#### [PROBLEM TO WORK ON]
Rescale the records from the line containing "[mark] wing feather" through the line containing "(1000, 547)" by rewriting only those lines, request lines included, with every point coordinate in the answers multiplied by 0.45. Round each result to a whole number, rounding halves up.

#### [ITEMS]
◇ ◇ ◇ ◇ ◇ ◇ ◇
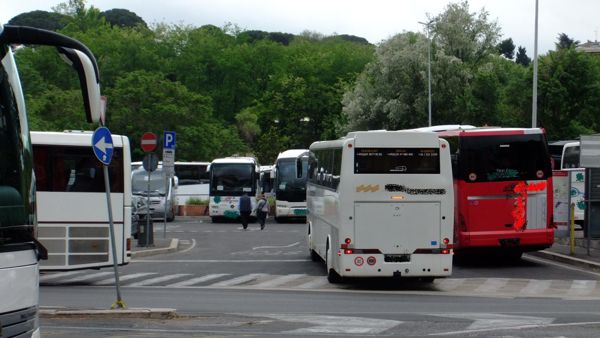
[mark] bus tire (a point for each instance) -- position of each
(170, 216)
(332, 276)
◇ ◇ ◇ ◇ ◇ ◇ ◇
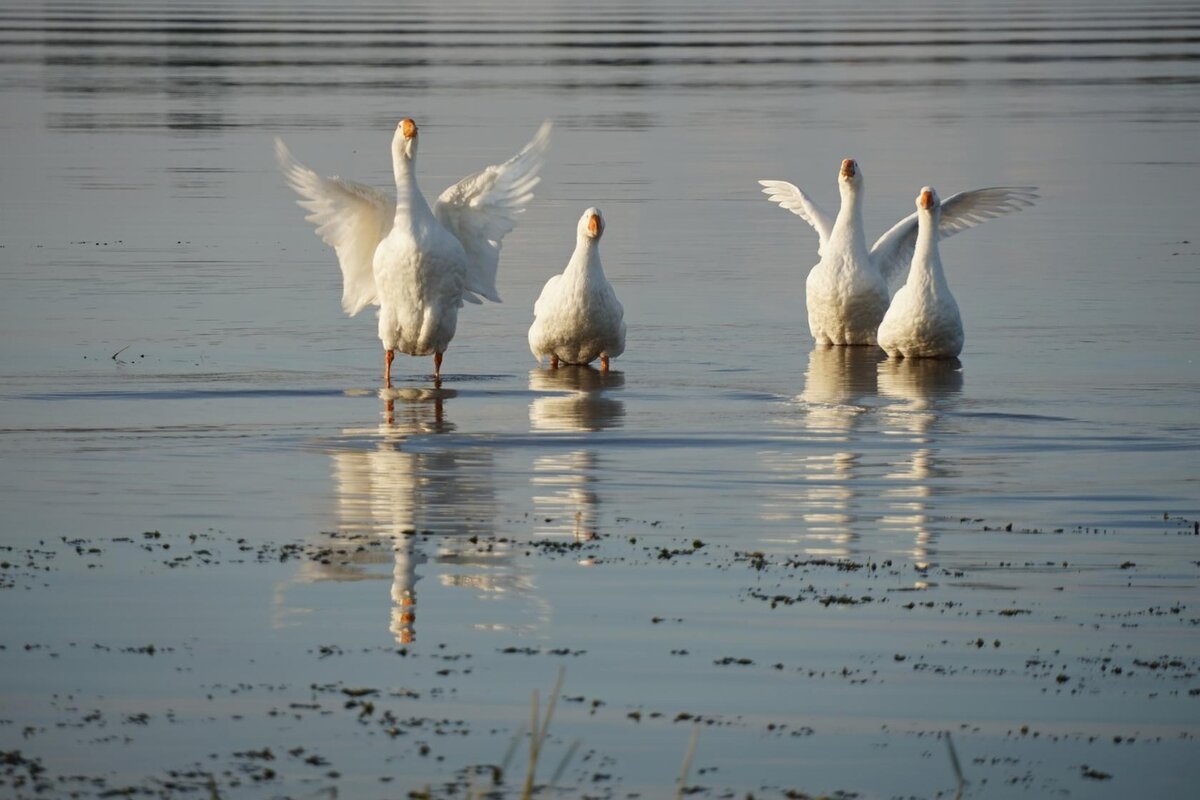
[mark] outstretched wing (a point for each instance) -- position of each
◇ ◇ ◇ ◇ ◇ ◇ ◇
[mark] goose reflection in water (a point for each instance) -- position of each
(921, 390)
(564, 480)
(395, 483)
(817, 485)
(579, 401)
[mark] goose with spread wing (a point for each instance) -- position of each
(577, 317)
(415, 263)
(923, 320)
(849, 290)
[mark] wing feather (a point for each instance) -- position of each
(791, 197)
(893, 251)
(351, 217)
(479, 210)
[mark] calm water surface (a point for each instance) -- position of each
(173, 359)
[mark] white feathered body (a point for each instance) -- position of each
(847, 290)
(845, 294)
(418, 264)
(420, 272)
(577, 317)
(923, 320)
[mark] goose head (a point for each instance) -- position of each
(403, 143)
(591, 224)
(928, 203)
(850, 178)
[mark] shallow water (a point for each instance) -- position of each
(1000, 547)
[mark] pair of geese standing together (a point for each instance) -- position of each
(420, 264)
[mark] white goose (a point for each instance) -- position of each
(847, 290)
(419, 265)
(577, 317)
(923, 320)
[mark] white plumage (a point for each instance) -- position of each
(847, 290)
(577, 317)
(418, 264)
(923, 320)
◇ ◇ ◇ ◇ ◇ ◇ ◇
#### [WRITTEN ANSWER]
[mark] wing feather (a point for each instance) -- position of each
(356, 89)
(402, 113)
(158, 98)
(216, 95)
[mark] calm water surface (a point for each instance) -- position of each
(78, 162)
[mark] white feathered body (a point for each instance) -- position of each
(381, 131)
(380, 132)
(188, 119)
(189, 122)
(260, 143)
(415, 144)
[mark] goose head (a point for each instance) -- position of each
(181, 64)
(266, 101)
(418, 91)
(383, 80)
[mark] shallow water (a point for each instance) -- position of each
(450, 246)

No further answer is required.